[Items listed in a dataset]
______

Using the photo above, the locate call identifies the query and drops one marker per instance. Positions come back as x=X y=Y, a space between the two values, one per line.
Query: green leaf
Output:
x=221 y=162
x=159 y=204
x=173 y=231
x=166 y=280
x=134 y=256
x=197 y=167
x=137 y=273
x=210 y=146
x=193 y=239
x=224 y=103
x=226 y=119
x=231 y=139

______

• **Exercise**
Extract all of the data shown above and repeat it verbatim.

• **Solution**
Using the photo above, the locate call identifies the query and drops one marker per instance. Positions come back as x=X y=Y, a space between the two values, one per line.
Query: green leaf
Output:
x=221 y=162
x=159 y=204
x=173 y=231
x=166 y=280
x=134 y=256
x=197 y=167
x=137 y=273
x=210 y=146
x=193 y=239
x=224 y=103
x=226 y=119
x=231 y=139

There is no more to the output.